GIVEN RECORDS section start
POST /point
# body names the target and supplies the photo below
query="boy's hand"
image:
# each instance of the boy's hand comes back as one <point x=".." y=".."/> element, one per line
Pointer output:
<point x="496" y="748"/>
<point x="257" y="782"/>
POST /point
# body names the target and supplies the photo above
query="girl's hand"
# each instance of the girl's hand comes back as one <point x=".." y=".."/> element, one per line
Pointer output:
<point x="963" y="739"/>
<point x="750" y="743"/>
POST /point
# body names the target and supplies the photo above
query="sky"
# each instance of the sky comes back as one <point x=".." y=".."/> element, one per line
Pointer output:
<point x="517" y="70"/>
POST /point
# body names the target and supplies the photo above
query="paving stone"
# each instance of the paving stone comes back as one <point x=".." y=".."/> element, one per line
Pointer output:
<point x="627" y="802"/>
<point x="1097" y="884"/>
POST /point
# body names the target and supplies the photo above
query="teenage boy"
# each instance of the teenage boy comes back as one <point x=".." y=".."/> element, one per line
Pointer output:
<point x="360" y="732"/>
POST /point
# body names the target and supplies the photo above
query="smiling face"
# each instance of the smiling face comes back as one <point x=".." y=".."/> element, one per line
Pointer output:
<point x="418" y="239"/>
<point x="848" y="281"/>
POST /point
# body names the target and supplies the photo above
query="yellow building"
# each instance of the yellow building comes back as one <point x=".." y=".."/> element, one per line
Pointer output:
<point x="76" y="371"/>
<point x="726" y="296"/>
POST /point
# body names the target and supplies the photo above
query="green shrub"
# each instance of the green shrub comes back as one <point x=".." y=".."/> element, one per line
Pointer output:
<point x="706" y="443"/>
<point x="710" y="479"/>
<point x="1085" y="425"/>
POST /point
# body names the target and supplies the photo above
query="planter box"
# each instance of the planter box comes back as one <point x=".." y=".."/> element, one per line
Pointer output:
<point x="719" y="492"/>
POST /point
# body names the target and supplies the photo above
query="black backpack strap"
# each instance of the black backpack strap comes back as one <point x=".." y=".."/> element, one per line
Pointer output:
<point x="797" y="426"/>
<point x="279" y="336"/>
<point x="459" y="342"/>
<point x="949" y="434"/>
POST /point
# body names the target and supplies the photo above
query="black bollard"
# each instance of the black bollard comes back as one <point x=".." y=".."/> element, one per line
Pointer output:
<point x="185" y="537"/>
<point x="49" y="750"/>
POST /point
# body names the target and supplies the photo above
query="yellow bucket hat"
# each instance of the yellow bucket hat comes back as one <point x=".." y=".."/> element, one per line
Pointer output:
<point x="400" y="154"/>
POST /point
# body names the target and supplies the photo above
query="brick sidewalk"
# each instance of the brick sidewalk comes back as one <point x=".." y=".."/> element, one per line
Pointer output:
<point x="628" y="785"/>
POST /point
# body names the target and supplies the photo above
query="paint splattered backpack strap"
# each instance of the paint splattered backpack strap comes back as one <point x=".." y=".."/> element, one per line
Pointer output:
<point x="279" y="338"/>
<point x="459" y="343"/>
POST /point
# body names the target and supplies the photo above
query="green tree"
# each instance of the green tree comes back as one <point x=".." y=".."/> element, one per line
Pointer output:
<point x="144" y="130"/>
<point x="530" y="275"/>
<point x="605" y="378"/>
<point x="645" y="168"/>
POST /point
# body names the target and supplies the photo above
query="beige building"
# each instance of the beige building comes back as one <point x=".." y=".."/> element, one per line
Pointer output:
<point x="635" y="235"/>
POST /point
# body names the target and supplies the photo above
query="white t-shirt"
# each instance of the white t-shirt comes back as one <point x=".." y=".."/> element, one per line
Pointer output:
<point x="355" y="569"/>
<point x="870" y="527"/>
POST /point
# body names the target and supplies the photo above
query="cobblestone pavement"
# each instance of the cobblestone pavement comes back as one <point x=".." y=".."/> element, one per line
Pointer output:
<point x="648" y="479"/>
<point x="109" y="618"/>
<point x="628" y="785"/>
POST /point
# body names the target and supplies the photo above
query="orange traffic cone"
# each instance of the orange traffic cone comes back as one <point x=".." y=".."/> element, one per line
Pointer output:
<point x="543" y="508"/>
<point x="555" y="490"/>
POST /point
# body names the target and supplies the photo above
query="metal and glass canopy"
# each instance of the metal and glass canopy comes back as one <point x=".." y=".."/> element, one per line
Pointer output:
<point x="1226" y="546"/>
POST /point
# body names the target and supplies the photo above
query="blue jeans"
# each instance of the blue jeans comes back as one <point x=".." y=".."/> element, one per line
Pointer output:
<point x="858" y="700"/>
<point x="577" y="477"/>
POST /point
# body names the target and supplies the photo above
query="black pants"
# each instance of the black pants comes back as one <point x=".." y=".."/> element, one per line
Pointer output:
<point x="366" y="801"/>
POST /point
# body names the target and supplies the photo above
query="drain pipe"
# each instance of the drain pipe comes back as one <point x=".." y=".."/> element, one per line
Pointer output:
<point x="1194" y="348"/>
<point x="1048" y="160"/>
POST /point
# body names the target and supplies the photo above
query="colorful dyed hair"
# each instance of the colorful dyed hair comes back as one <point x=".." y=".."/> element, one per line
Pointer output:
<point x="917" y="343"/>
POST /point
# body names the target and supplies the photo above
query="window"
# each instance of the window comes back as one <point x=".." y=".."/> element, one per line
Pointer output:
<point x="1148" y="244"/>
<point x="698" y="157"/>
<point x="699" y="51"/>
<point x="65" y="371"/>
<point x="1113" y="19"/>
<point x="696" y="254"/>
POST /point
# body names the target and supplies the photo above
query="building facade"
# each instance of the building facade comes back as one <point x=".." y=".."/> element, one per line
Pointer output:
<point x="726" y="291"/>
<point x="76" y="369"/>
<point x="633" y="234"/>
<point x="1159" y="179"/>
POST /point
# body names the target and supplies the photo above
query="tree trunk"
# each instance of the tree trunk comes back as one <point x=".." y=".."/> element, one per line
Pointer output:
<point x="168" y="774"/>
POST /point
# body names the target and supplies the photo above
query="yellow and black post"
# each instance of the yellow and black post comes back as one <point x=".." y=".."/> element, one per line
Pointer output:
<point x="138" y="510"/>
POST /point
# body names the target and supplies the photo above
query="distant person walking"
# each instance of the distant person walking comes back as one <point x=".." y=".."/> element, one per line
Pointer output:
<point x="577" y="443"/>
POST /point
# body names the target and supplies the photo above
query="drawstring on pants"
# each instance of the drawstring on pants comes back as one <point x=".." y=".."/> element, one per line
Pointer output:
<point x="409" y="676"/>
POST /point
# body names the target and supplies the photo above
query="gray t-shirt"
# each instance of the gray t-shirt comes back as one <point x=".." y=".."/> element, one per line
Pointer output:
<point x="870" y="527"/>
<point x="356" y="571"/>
GIVEN RECORDS section end
Show every line in the entries above that contains the string "face".

▶ [ANSWER FOR THIS EXERCISE]:
query="smiling face"
# each instance of the smiling face comes back as one <point x=".." y=".."/> element, one per line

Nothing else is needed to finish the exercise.